----- Dataset records
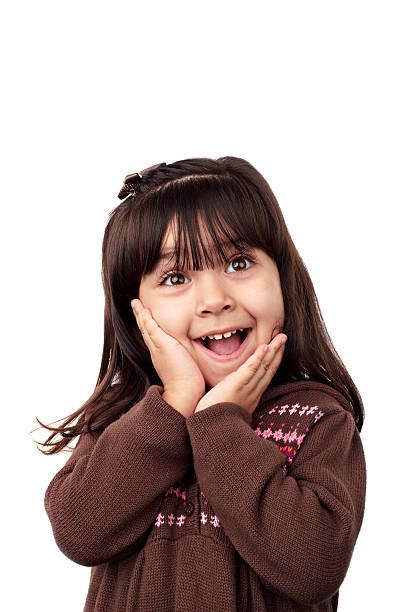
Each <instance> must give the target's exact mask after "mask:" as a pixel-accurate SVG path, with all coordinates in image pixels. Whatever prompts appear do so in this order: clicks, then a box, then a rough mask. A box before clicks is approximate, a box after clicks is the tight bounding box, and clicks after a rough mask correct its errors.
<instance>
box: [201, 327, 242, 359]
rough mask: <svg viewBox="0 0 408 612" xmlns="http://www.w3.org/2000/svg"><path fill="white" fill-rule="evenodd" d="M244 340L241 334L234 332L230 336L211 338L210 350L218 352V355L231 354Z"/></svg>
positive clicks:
----------
## [Job item]
Please copy the items above word for word, leaving out the pictures.

## [Expected answer]
Each <instance> must give the target's exact mask after "mask:" as a pixel-accurate SVG path, with all coordinates in image pixels. Whatever prompts appear do so in this order: clicks, then a box, then a rough mask. A box before clicks is approximate, a box after clicks is the tight bounding box, and clicks after a rough mask correct its errors.
<instance>
box: [201, 327, 242, 359]
rough mask: <svg viewBox="0 0 408 612" xmlns="http://www.w3.org/2000/svg"><path fill="white" fill-rule="evenodd" d="M244 340L241 334L234 332L230 336L211 338L210 350L218 352V355L231 354Z"/></svg>
positive clicks:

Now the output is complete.